Интересное конструктивное решение этого сочлененного локомотива, названного по имени конструктора паровозом Гаррета, сделало собственно паровоз лишь средней частью трехчленного агрегата на 14 осях. Собственно паровоз — то есть его средняя часть — производит впечатление урода, которому явно чего-то недостает. А недостает ему той тяжеловесной массивности, которая характерна для его европейского собрата. Паровоз стоит только на двух парах бегунковых колес и двух парах ведущих, сдвинутых к концам машины, так что почти весь длинный ее корпус висит над колеей только на двух траверсах. Водяной тендер впереди и угольный сзади паровоза стоят каждый на двух парах бегунковых и трех парах ведущих колес, соединенных шатунами с ведущими колесами собственно паровоза.
Восьмью парами ведущих и шестью парами бегунковых колес не может похвастаться ни один даже самый современный европейский курьерский паровоз для магистралей. Каждому такому африканскому паровозу дается собственное имя, как океанским пароходам. На том, который стоял перед нами, сверкала надпись «Ньянца» — местное название самого большого из африканских озер, у берегов которого заканчивается эта железная дорога.
На линии Момбаса—Кампала паровозы меньшей мощности вряд ли смогли бы преодолеть крутые подъемы перед перевалом Белого плато. В месте, носящем название Мау-Суммит, путь подымается до высочайшей точки — 2800 метров над уровнем моря.
Это — самая высшая точка, на которую поднимаются железные дороги не только Британской Восточной Африки, но и всей Британской империи.
На дорогах Кении часто можно встретить надписи, напоминающие уголок загадок в воскресных приложениях газет или квадратное уравнение с одним неизвестным.
«Cattle X-ing» — прочтете вы на предупредительном знаке.
Если бы вы уже раньше не встречали подобных знаков в местах, где не так сильно экономили доски и краску, вряд ли бы вы догадались, что это предупреждение о домашних животных, пересекающих дорогу в данном месте. А между тем дорожное ведомство полагает, что оно достаточно ясно об этом предупредило и что не его вина, если вы не состоите членами клуба любителей кроссвордов.

- **ЗАДАНИЯ К УПРАЖНЕНИЮ**
(1) Перепишите из текста о дорогах Кении фрагмент от слов «На линии Момбаса—Кампала» до слов «с одним неизвестным.».
(2) Ответьте по тексту о дорогах Кении:
(a) На скольких осях стоит трехчленный агрегат паровоза Гаррета?
(b) До какой высоты поднимается путь в месте под названием Мау-Суммит?
(c) О чем предупреждает знак с надписью «Cattle X-ing»?
(3) Допишите продолжение текста о дорогах Кении после его последнего предложения.

- **МАТЕРИАЛ**
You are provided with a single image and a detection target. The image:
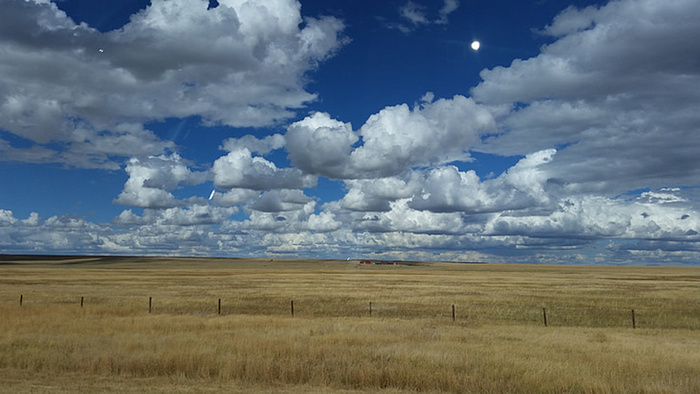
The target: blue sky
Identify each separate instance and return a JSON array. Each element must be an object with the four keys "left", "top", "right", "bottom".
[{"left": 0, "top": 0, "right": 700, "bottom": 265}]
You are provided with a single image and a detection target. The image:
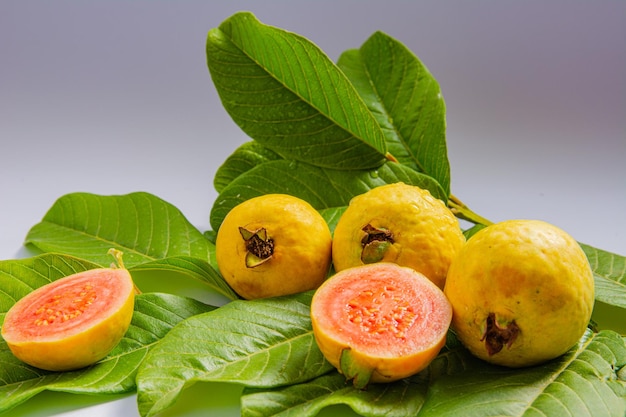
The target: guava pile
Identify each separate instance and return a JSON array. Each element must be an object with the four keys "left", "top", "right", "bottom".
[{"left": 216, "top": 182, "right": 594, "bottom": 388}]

* * *

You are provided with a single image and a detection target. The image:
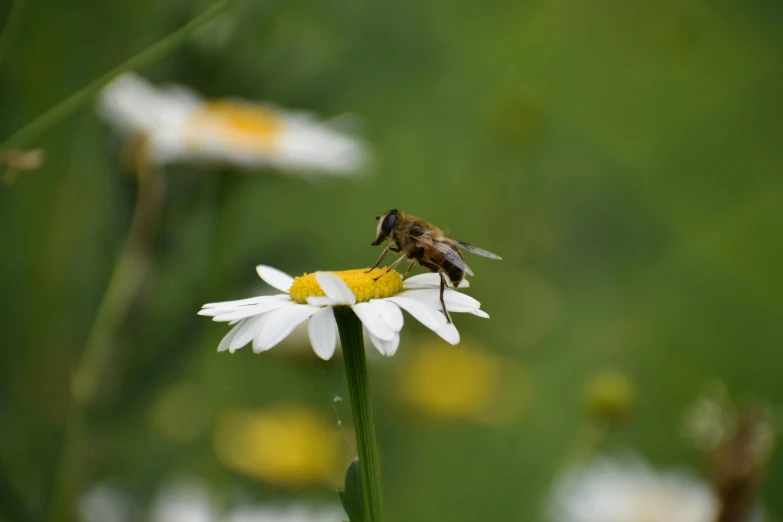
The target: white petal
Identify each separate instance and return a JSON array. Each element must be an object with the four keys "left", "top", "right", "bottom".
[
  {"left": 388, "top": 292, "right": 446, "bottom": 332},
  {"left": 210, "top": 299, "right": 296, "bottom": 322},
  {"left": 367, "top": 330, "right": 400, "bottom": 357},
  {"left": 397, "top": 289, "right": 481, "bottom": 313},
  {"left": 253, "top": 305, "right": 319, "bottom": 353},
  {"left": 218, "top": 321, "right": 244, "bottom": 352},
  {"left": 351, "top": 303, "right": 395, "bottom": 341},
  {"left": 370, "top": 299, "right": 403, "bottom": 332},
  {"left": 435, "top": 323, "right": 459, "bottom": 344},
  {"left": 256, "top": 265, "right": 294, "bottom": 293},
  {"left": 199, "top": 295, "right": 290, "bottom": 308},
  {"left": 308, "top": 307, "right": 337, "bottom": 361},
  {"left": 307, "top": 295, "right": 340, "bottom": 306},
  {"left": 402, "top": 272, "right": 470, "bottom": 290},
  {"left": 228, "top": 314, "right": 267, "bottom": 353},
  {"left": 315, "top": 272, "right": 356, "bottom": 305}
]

- **ОТВЕТЫ**
(1)
На линии Момбаса—Кампала паровозы меньшей мощности вряд ли смогли бы преодолеть крутые подъемы перед перевалом Белого плато. В месте, носящем название Мау-Суммит, путь подымается до высочайшей точки — 2800 метров над уровнем моря.
Это — самая высшая точка, на которую поднимаются железные дороги не только Британской Восточной Африки, но и всей Британской империи.
На дорогах Кении часто можно встретить надписи, напоминающие уголок загадок в воскресных приложениях газет или квадратное уравнение с одним неизвестным.

(2)
(a) На 14 осях.
(b) До 2800 метров над уровнем моря.
(c) О домашних животных, пересекающих дорогу в этом месте.

(3)
— А почему же нельзя сокращенно обозначать перекресток буквой «X»? — возразил нам английский автомобилист, к которому мы обратились за объяснением. — Ведь можно же по-английски называть рождество «X-mas»?[45]
— Связь между Христом и крестом ясна ведь и тому, кто не обучался в духовной семинарии, — сказал нам другой.
Дорожное ведомство Кении отличается не только своей лаконичностью, но и особой вежливостью. Вы охотно простите ему загадочные ребусы, когда, выехав за пределы поселка, прочтете на большом круглом щите надпись на английском языке: «Благодарим вас». При въезде в поселок на подобном же щите имеется предупреждение: «Наивысшая дозволенная скорость — 20 миль». Для проверки вы оглядываетесь назад и на оборотной стороне благодарственной надписи видите «Наивысшая дозволенная скорость — 20 миль». Это предназначается уже для вашего коллеги-автомобилиста, направляющегося в обратную сторону, из Уганды. Когда он будет выезжать из деревни, его тоже поблагодарят за то, что он вел себя дисциплинированно и сбавил газ.
За Накуру местность опять принимает высокогорный характер. Проехав Лондиани, мы обратили внимание на любопытный указатель на развилке дорог.
«Танганьика» значится на левом плече указателя, а на его правом плече так же кратко начертано: «Уганда».
Западная Кения до самых подножий гор характером местности мало отличается от центральных районов страны. Но подсознательно улавливаешь какую-то трудно определимую разницу. Только в течение дня отмечаешь один за другим все признаки, придающие ландшафту особый облик и аромат.
С самого утра мы не встретили ни одного европейца, а первый легковой автомобиль увидели только в полдень. Еще через некоторое время мы заметили, как повысились окружающие нас горы и насколько они стали романтичней.
Примитивная разбитая дорога извивается между могучими утесами, то спускаясь на дно глубоких ущелий, то вновь поднимаясь на высоту более 2500 метров по голым округлым склонам. Над широко раскинувшимися долинами распростерся голубой, цвета незабудок, небосвод. Над горными вершинами играют вперегонки с ветром ослепительно белые купы облаков, и тени их ласкают улыбчивый край. На светлый кармин акаций осыпается золото цветущих диких мимоз. Гнезда деревенек лепятся к залитым солнцем горным склонам. Коричневые шапки соломенных крыш укрылись за стеной живой изгороди, а в тени старых эвкалиптов посреди деревень резвятся стайки голых детишек.
Вокруг деревень — квадратики и прямоугольники полей. Среди долины вьется узенькая ниточка железнодорожной колеи, взбирается по воздушным стрельчатым конструкциям мостов и исчезает где-то глубоко в горах. Когда, проехав несколько сот метров, опять приближаешься к железнодорожной линии, там встретится еще один такой стройный мостик, спускающийся изогнутым воздушным пролетом в низкую седловину, для того чтобы затем снова вынырнуть на свет божий, на этот раз изогнувшись дугой в обратном направлении.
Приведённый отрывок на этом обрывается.